J. WILLIAM BRAMMER, JR., Judge
CONCURRING:
/s/ Joseph W. Howard
JOSEPH W. HOWARD, Chief Judge
E C K E R S T R O M, Presiding Judge, dissenting.
¶19 I fully agree with my colleagues’ conclusion that Estrella has forfeited his
argument that the placement of a GPS tracking device on the vehicle he drove from
Sierra Vista to Tucson constituted a trespass and therefore a search under the analysis the
United States Supreme Court adopted in Jones. And, because Estrella made no such
argument to the trial court, he presented no evidence that he had any interest in the
vehicle that would have provided him standing to complain about a trespass upon it.
12
¶20 I write separately, however, because I would conclude that the remote,
electronic, non-consensual tracking of a person’s movements with a GPS monitor
intrudes upon a person’s reasonable expectation of privacy. For this reason, the state’s
electronic tracking of Estrella must be characterized as a search, triggering the traditional
protections of the Fourth Amendment.
¶21 Neither the United States Supreme Court nor any Arizona appellate court
has squarely addressed whether the state’s use of a GPS monitor to remotely track a
person constitutes a search in the absence of a trespass. See Jones, ___ U.S. at ___, 132
S. Ct. at 953-54 (majority declining to address whether electronic tracking without
accompanying trespass would constitute search); Knotts, 460 U.S. at 285 (concluding that
use of radio beeper, not itself capable of remote tracking but attached to assist visual
tracking, not search). However, as my colleagues correctly acknowledge, the Court has
adopted, and repeatedly applied, an analytical framework for determining whether a
particular investigative act constitutes a search cognizable under Fourth Amendment
standards. Such a search occurs “when the government violates a subjective expectation
of privacy that society recognizes as reasonable.” Kyllo, 533 U.S. at 33; see also Katz,
389 U.S. at 361 (Harlan, J., concurring).
¶22 Citing Knotts, the majority ultimately concludes that Estrella had no
reasonable expectation of privacy in his movements on Arizona’s roads and highways
because those movements occurred in public view. See Knotts, 460 U.S. at 285
(reasoning that use of beeper to assist visual surveillance not search because no
13
information revealed that was not visible to naked eye). Indeed, as the Supreme Court
has made clear in Katz, whether an expectation of privacy is reasonable turns in part upon
“whether that expectation relates to information that has been ‘expose[d] to the public.’”
United States v. Maynard, 615 F.3d 544, 558 (D.C. Cir. 2010), quoting Katz, 389 U.S. at
351 (alteration in Maynard).
¶23 However, that some of our actions may occur in hypothetical public view
does not always resolve the question of whether those actions are “exposed to the public”

COLLECTED MATERIAL.
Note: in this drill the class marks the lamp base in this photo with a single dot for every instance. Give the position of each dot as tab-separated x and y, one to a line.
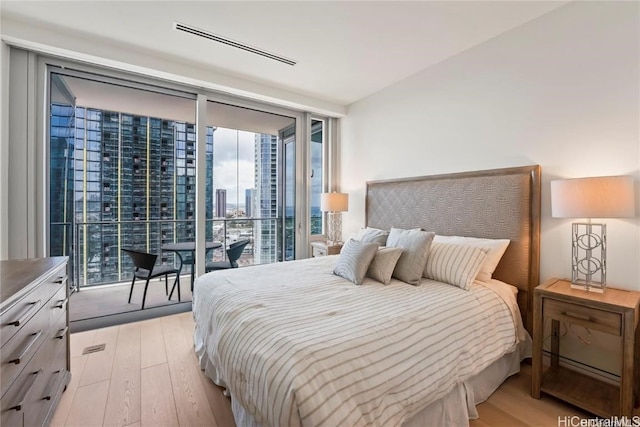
589	288
334	223
589	269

TASKS TO COMPLETE.
a – In the court opinion, between which two places did Estrella drive the vehicle that carried the GPS tracking device?
b – Please retype the court opinion word for word, from "J. WILLIAM BRAMMER, JR., Judge" up to and including "trespass upon it.".
c – Write a continuation of the court opinion on GPS tracking, picking up after its last line.

RESPONSES PER TASK.
a – From Sierra Vista to Tucson.

b –
J. WILLIAM BRAMMER, JR., Judge
CONCURRING:
/s/ Joseph W. Howard
JOSEPH W. HOWARD, Chief Judge
E C K E R S T R O M, Presiding Judge, dissenting.
¶19 I fully agree with my colleagues’ conclusion that Estrella has forfeited his
argument that the placement of a GPS tracking device on the vehicle he drove from
Sierra Vista to Tucson constituted a trespass and therefore a search under the analysis the
United States Supreme Court adopted in Jones. And, because Estrella made no such
argument to the trial court, he presented no evidence that he had any interest in the
vehicle that would have provided him standing to complain about a trespass upon it.

c –
as that phrase has been understood in our jurisprudence. Societal notions of privacy are
complex and vary according to context. See O’Connor v. Ortega, 480 U.S. 709, 715
(1987) (plurality opinion) (“We have no talisman that determines in all cases those
privacy expectations that society is prepared to accept as reasonable.”). As one federal
circuit has correctly observed, we anchor our expectations of privacy not in what other
people could lawfully perceive but rather in what we reasonably expect another person,
following conventional social norms, to perceive. See Maynard, 615 F.3d at 559 (citing
string of United States Supreme Court cases to support proposition that, in evaluating
privacy expectations, “we ask not what another person can physically and may lawfully
do but rather what a reasonable person expects another might actually do”). Justice
O’Connor underscored this very feature of privacy when she joined the plurality in
rejecting a marijuana grower’s claim to privacy from airborne observation and stated:
Ciraolo’s expectation of privacy was unreasonable not
because the airplane was operating where it had a “right to
be,” but because public air travel at 1,000 feet is a sufficiently
routine part of modern life that it is unreasonable for persons
14
on the ground to expect that their curtilage will not be
observed from the air at that altitude.
Florida v. Riley, 488 U.S. 445, 453-55 (1989) (O’Connor, J., concurring) (discussing
Court’s prior reasoning in California v. Ciraolo, 476 U.S. 207, 212 (1986); see also Bond
v. United States, 529 U.S. 334, 338-39 (2000) (passenger expects baggage will be
handled but does not expect others will “feel the bag in an exploratory manner”).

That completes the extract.